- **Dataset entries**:
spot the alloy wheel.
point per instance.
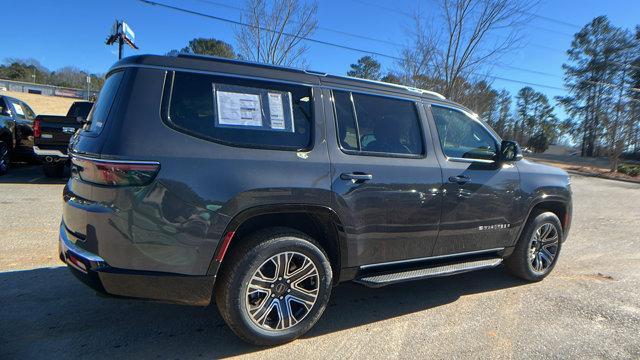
(282, 291)
(543, 248)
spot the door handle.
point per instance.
(460, 179)
(356, 176)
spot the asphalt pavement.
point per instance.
(589, 307)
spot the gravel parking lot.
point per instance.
(588, 307)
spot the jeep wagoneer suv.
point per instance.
(263, 187)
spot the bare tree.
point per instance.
(275, 30)
(469, 41)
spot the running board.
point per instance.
(430, 272)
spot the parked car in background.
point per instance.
(265, 186)
(52, 134)
(16, 131)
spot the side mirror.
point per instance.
(510, 151)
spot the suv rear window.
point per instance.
(377, 124)
(100, 111)
(242, 112)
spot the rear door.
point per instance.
(385, 177)
(480, 196)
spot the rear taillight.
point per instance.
(37, 128)
(114, 173)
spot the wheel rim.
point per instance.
(282, 291)
(543, 248)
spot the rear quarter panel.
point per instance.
(174, 225)
(540, 183)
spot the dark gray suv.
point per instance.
(266, 186)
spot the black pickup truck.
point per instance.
(16, 132)
(52, 134)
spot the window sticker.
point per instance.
(276, 110)
(239, 109)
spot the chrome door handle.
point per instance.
(356, 176)
(460, 179)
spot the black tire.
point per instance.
(522, 263)
(252, 254)
(54, 170)
(5, 158)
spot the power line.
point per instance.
(410, 15)
(336, 31)
(321, 42)
(342, 32)
(345, 47)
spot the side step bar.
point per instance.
(430, 272)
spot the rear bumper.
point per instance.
(94, 271)
(50, 152)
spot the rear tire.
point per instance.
(55, 170)
(538, 248)
(5, 158)
(259, 305)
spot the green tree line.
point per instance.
(29, 70)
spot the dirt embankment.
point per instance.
(50, 105)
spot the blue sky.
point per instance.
(72, 32)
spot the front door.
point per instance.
(481, 197)
(385, 181)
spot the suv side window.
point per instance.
(462, 136)
(241, 112)
(100, 111)
(377, 124)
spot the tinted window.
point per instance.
(28, 112)
(347, 131)
(241, 111)
(462, 136)
(18, 110)
(99, 113)
(80, 109)
(384, 125)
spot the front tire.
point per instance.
(538, 248)
(5, 158)
(274, 286)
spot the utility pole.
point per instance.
(122, 34)
(88, 87)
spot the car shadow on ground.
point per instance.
(24, 173)
(47, 310)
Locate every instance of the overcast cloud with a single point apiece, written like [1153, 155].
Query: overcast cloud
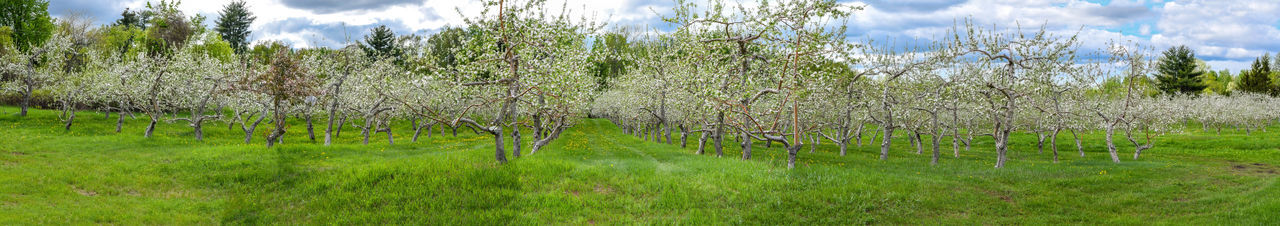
[1226, 33]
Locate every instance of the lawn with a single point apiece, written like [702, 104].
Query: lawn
[595, 174]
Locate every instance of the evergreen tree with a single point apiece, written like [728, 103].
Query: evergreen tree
[233, 26]
[28, 19]
[1176, 72]
[380, 42]
[1258, 78]
[607, 60]
[133, 18]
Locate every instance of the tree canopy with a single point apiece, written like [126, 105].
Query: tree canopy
[1176, 72]
[233, 26]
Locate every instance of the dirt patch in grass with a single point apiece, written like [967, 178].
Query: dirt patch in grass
[1256, 167]
[85, 192]
[603, 189]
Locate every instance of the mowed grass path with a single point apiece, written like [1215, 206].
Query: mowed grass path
[594, 174]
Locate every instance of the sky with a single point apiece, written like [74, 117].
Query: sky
[1225, 33]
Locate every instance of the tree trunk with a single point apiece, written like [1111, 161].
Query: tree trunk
[342, 123]
[702, 143]
[150, 128]
[69, 120]
[1001, 148]
[955, 143]
[684, 138]
[248, 132]
[859, 134]
[311, 129]
[816, 142]
[885, 142]
[515, 142]
[391, 139]
[119, 123]
[1052, 143]
[1078, 146]
[199, 128]
[791, 155]
[26, 101]
[1040, 143]
[666, 130]
[364, 130]
[1111, 146]
[498, 146]
[937, 152]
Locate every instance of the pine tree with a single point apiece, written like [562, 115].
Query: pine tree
[233, 26]
[1258, 78]
[380, 42]
[1178, 74]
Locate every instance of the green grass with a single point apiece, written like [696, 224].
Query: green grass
[594, 174]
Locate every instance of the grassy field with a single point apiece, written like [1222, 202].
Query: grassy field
[594, 174]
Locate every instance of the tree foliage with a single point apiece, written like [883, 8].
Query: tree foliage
[1178, 72]
[233, 23]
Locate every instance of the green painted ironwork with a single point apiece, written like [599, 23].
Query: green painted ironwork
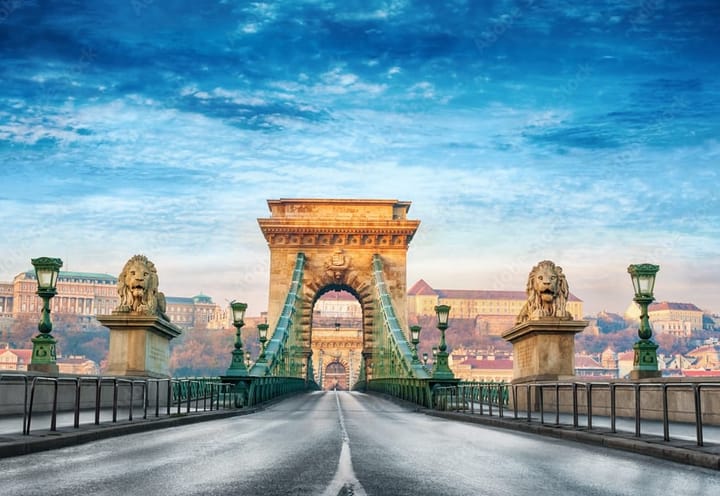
[418, 391]
[392, 354]
[472, 397]
[283, 352]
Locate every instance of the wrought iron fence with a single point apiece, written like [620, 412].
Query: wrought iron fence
[532, 398]
[118, 396]
[483, 398]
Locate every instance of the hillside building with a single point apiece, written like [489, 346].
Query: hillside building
[494, 310]
[87, 294]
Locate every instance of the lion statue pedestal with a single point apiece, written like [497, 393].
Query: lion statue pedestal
[543, 338]
[140, 332]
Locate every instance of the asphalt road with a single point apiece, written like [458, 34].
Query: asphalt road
[344, 444]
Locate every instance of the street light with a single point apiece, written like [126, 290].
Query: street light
[645, 350]
[237, 365]
[262, 336]
[44, 355]
[415, 335]
[441, 370]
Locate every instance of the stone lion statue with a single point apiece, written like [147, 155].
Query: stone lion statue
[547, 294]
[138, 289]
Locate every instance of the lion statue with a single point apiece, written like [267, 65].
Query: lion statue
[138, 289]
[547, 294]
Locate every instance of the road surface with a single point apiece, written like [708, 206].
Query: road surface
[328, 443]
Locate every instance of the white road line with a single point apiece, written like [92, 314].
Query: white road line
[344, 482]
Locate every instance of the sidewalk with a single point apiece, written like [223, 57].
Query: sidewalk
[681, 448]
[14, 443]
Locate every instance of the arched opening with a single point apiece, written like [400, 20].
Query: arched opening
[336, 377]
[336, 337]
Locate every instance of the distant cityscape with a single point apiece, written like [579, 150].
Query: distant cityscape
[481, 313]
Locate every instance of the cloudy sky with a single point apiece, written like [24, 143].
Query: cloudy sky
[520, 130]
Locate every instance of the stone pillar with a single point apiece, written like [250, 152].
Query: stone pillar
[139, 344]
[544, 349]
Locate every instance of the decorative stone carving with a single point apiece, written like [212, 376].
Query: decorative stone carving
[547, 294]
[138, 289]
[337, 264]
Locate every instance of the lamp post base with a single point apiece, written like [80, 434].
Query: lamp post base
[645, 360]
[43, 357]
[441, 369]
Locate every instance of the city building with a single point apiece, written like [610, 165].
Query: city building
[495, 310]
[14, 359]
[588, 366]
[676, 319]
[87, 294]
[481, 365]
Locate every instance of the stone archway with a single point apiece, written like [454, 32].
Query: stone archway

- **Problem statement**:
Look through the entries for lines containing the word "handle" and return each one.

- **Result for this exercise**:
spot the door handle.
spot the chrome door handle.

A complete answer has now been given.